**EXERCISES TO COMPLETE:**
**a.** In the account of a trainee nurse's placement in Zambia, how often do orthopaedic surgeons fly from Lusaka to Mongu?
**b.** Translate this sentence from the account of a trainee nurse's placement in Zambia into Spanish: "Living close to the sisters was very reassuring for me."

**SOURCE EXTRACT:**
A life changing visit to Zambia for a trainee nurse

By Joanne Beesley

At the end of my second year of studying paediatric nursing at University, I had the opportunity to spend a three-week placement anywhere in the world, and I was fortunate to be hosted by the Presentation Sisters at Cheshire Home in Mongu, Western Province, Zambia.

Cheshire Home is a place for babies, young children, teenagers, and young adults with disabilities that require treatment, to live during term time. Treatment and care include regular physio, weekly clinics, operations, and basic care such as washing, medication etc. The home treat and care for a mixture of disabilities; some lifelong disabilities developed during or after before birth; others a result of accidents or poor healthcare. For the children with cerebral palsy, treatment consists of management to avoid the condition progressing and affecting the individual physically through adult life, as well as teaching them how to manage when they leave the home.

Other children in the home with conditions affecting their limbs, either from birth or due to trauma., also undergo physiotherapy and often surgery to treat and correct (if possible) their condition. Orthopaedic Surgeons fly from Lusaka to Mongu three times a year to perform surgeries on these children, either slowly correcting over a few years, or performing amputations.

The children will then undergo lots of physio, and other treatment such as wound care and plastering. Due to the level of continuous treatment that these children receive, they live at the home through term time, away from their families. There are classrooms, a swimming pool, a dining hall, dormitories, and a courtyard that the children can use through the week, as well as clinics that run on site, physio, and carers who work day and night shifts.

Over my three weeks at the home, I lived in a house onsite so that I would be close to the young people and the sisters. I worked alongside the home’s nurse for majority of my stay as well as working a week at an urban general clinic down the road for a week, working with other medical professionals. I was able to take part in immunisation clinics for the babies at the clinic, club foot clinic and plastering, first aid for the children on site and wound care. This experience and the skills I learnt, I will take with me throughout the rest of my training and onto my career as a children’s nurse. I learnt how to utilise the little resources I had for basic first aid, such as wound care or sudden presentation of illness.

A handful of the skills and memories I will take however, were not medical. I learnt how to communicate with the children and locals through a language barrier (and in turn also slowly learning the general greeting and phrases that were useful from a nursing point of view). I spent time out of hours with a nurse that took me to see some sites such as the Zambezi River. Sister Cathy also took me out of Mongu to see some other spots in the western Province; places and sites I will never forget.  Living close to the sisters was very reassuring for me. Being alone and not having travelled so far before, I often needed reassurance or just a conversation about what I had done that day; any worries or concerns, and similarly, any achievements or happy encounters I had made that day. I had lunch with them every week day and was always welcome to join them for breakfast and dinner if I wanted.

I am extremely grateful to have been able to have this experience at the age of twenty, as not only will it benefit me professionally, through my studies and career, but also on my outlook on life.

Although it was such a short trip, as soon as I arrived back in the UK, I could already recognise things in my daily life that I hadn’t thought twice about before. Going to the supermarket and having five different options of pasta and hundreds of sauces; whereas in Mongu, if the delivery truck had broken down from Lusaka, there would be no pasta to buy for a week. Another aspect of my life that I had never given two thoughts about prior to my trip, was the opportunities and activities I can do every day. The children couldn’t go out to the park after classes or go for a meal with their family. I had an understanding of the differences before I left, however it was these things that I thought to be basic and simple that never crossed my mind, that now will resonate with me.

**EXCERPTED DATA:**
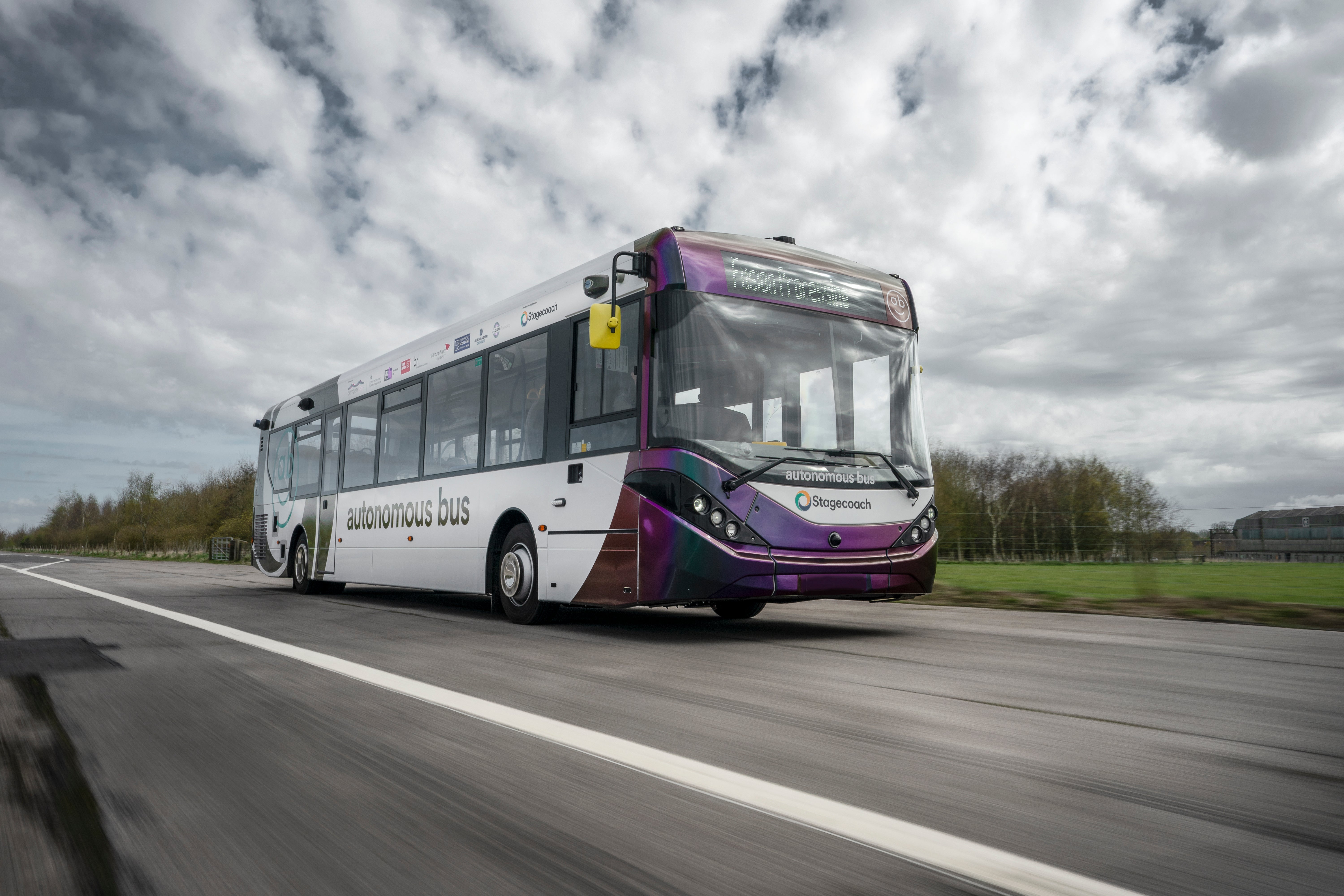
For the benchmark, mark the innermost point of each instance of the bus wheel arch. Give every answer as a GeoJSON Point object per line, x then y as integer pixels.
{"type": "Point", "coordinates": [495, 546]}
{"type": "Point", "coordinates": [291, 547]}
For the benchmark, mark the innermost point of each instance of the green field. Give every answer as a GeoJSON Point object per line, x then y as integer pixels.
{"type": "Point", "coordinates": [1318, 584]}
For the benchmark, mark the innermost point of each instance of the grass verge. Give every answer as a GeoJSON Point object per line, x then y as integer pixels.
{"type": "Point", "coordinates": [1277, 594]}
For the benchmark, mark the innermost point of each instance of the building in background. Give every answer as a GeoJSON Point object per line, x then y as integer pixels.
{"type": "Point", "coordinates": [1303, 535]}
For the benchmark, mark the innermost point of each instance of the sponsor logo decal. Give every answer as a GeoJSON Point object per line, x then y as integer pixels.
{"type": "Point", "coordinates": [533, 316]}
{"type": "Point", "coordinates": [409, 514]}
{"type": "Point", "coordinates": [807, 502]}
{"type": "Point", "coordinates": [898, 304]}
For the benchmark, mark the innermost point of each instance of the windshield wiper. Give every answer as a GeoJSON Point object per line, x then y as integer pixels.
{"type": "Point", "coordinates": [912, 492]}
{"type": "Point", "coordinates": [751, 475]}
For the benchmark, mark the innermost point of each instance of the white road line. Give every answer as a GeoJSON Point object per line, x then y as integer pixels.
{"type": "Point", "coordinates": [40, 566]}
{"type": "Point", "coordinates": [921, 846]}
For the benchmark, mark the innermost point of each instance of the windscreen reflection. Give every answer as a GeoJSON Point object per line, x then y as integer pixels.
{"type": "Point", "coordinates": [752, 382]}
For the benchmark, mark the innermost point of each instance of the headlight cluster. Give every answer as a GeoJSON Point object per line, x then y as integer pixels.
{"type": "Point", "coordinates": [693, 504]}
{"type": "Point", "coordinates": [920, 531]}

**RESULTS FOR EACH TASK:**
**a.** Three times a year.

**b.** Vivir cerca de las hermanas fue muy tranquilizador para mí.